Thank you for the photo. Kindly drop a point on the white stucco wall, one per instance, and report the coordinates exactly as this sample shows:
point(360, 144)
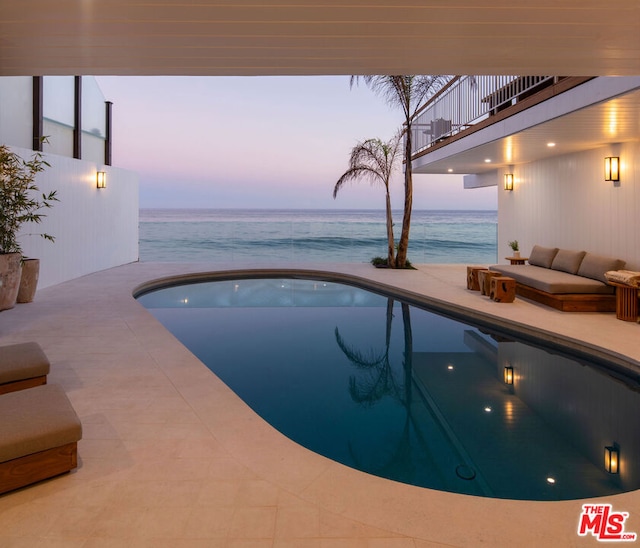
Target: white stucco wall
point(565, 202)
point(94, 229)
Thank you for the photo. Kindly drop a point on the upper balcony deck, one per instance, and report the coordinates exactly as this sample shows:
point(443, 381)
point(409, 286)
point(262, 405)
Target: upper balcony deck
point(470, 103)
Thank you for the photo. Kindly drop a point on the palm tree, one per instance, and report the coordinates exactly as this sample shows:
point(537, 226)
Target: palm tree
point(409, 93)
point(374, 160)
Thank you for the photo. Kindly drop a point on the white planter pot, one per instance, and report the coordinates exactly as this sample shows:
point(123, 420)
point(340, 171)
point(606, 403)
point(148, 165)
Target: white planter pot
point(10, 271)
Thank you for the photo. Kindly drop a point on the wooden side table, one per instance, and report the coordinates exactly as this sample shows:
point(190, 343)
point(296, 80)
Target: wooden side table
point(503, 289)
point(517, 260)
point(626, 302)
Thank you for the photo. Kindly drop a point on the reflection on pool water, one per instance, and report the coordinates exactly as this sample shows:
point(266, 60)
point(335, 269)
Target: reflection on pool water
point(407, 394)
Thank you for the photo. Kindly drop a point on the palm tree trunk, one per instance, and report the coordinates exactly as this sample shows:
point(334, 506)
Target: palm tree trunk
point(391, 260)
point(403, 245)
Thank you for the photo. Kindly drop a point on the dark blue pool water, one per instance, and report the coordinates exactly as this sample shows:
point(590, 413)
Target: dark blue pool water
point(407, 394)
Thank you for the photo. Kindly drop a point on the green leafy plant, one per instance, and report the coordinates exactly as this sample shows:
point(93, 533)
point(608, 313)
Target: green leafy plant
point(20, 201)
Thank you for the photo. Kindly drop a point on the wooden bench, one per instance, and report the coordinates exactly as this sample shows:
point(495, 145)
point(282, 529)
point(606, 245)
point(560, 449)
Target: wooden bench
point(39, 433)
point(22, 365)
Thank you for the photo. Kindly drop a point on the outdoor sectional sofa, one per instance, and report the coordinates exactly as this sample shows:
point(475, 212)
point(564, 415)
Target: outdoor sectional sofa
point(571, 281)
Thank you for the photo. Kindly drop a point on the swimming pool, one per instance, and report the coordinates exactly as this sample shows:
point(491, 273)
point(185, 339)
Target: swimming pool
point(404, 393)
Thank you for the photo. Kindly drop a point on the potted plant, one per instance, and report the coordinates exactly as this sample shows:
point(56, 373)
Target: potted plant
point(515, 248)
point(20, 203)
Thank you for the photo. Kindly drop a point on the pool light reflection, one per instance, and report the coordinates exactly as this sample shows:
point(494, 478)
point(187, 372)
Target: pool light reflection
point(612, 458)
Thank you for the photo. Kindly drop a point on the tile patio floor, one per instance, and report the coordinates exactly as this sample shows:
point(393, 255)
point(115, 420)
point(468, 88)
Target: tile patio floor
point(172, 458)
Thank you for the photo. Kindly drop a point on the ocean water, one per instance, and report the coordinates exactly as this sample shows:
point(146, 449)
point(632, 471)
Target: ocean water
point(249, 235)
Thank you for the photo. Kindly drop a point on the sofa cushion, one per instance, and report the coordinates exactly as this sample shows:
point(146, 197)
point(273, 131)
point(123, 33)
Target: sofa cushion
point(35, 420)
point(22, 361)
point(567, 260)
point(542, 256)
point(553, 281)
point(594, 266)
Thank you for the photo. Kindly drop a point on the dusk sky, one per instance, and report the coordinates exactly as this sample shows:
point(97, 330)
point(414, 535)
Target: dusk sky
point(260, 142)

###

DIRECTIONS FOR THIS TASK.
Can you write out the entire listing above again, swapping "Kindly" for "Please" wherever it appears, with everything else left as is and the pictures omitted?

TASK OUTPUT.
Thank you for the photo. Please drop a point on the white stucco wall, one per instance, and report the coordinates exactly as this sample shows:
point(360, 144)
Target: white stucco wall
point(565, 202)
point(94, 229)
Thank you for the photo. Please drop a point on the upper balcony deck, one per instance, and report the coordinates exactly as this sample shows:
point(443, 381)
point(409, 286)
point(262, 405)
Target: upper balcony deck
point(470, 103)
Thank you for the photo. Please drop a point on the palm tree, one per instance, and report the coordinates exactly as this sample shows:
point(537, 226)
Target: palm tree
point(409, 93)
point(374, 160)
Thank you for the photo. Please drop a point on the white planter pot, one per instance, and report the coordinates exactly as this sample shows:
point(123, 420)
point(340, 171)
point(606, 403)
point(148, 165)
Target: white planter pot
point(10, 271)
Thank you for the photo. Please drop a point on the wooden side table, one per instance, and report the coordinates exactly as this sample shows:
point(190, 343)
point(296, 80)
Target: wooden side table
point(503, 289)
point(517, 260)
point(626, 302)
Thank you for the photo. Please drop a point on the reflection on pool water, one per instance, and report the coordinates exactly as this sample shows:
point(266, 60)
point(335, 269)
Target: reflection on pool water
point(407, 394)
Thank you for the photo. Please drop a point on the palm tree trunk, one per instance, and report the coordinates exactly as this sample shows:
point(334, 506)
Target: palm tree trunk
point(391, 260)
point(403, 245)
Thank you for the photo. Please drop a point on the dark blue pool water, one per instance, and report the coordinates exactly as this sample shows:
point(590, 413)
Target: dark blue pool water
point(407, 394)
Thank you for the photo. Please drop a point on the green leafy plant, one per instance, and report the coordinates exactly as this sample shows:
point(93, 533)
point(608, 313)
Target: green leafy plant
point(20, 201)
Thank you for the photo. Please drop a point on the wooden bench, one per instance, and report the coordinates exactly as this sample shows:
point(495, 145)
point(282, 529)
point(606, 245)
point(560, 449)
Target: wooden bench
point(39, 433)
point(22, 365)
Thank you for the photo. Please drop a point on the outdoor sectional sofa, one per instance, and report the coordinates exactly as this sample shows:
point(475, 212)
point(564, 415)
Target: outdoor sectional sofa
point(571, 281)
Thank you for the photo. Please drop a point on the swimming pool, one per instance, and report the coordinates exactly as this sample shows:
point(491, 273)
point(185, 339)
Target: swimming pool
point(404, 393)
Thank you for the photo. Please drop a point on the potted plant, one per instance, and report the coordinates exactly as this sample shows:
point(56, 373)
Target: potted plant
point(515, 248)
point(20, 203)
Thank you for the photo. Please drop a point on the pool light reflection, one per instance, and report the coordinates exactly as this sample shows:
point(494, 478)
point(187, 372)
Target: pool light reflection
point(612, 458)
Thank you for the photo. Please drop a point on the tile patio floor, one per instance, and report the coordinates exactly as this sample shows:
point(393, 255)
point(115, 420)
point(468, 88)
Target: tile patio floor
point(172, 458)
Thank you for the photo. Please drop a point on the ocean water, one per instance, and report the coordinates exactly as this sample shows:
point(146, 449)
point(632, 471)
Target: ocean water
point(249, 235)
Thank you for the photo. Please drop a point on the sofa cushion, one per instance, and report the coordinates exactly as this sample shows:
point(146, 197)
point(273, 131)
point(123, 33)
Target: sofa cushion
point(35, 420)
point(22, 361)
point(567, 260)
point(542, 256)
point(553, 281)
point(594, 266)
Thank you for the photo. Please drop a point on the dusk sky, one per instance, and report the coordinates exactly as this sample shows:
point(97, 330)
point(414, 535)
Target: dusk sky
point(260, 142)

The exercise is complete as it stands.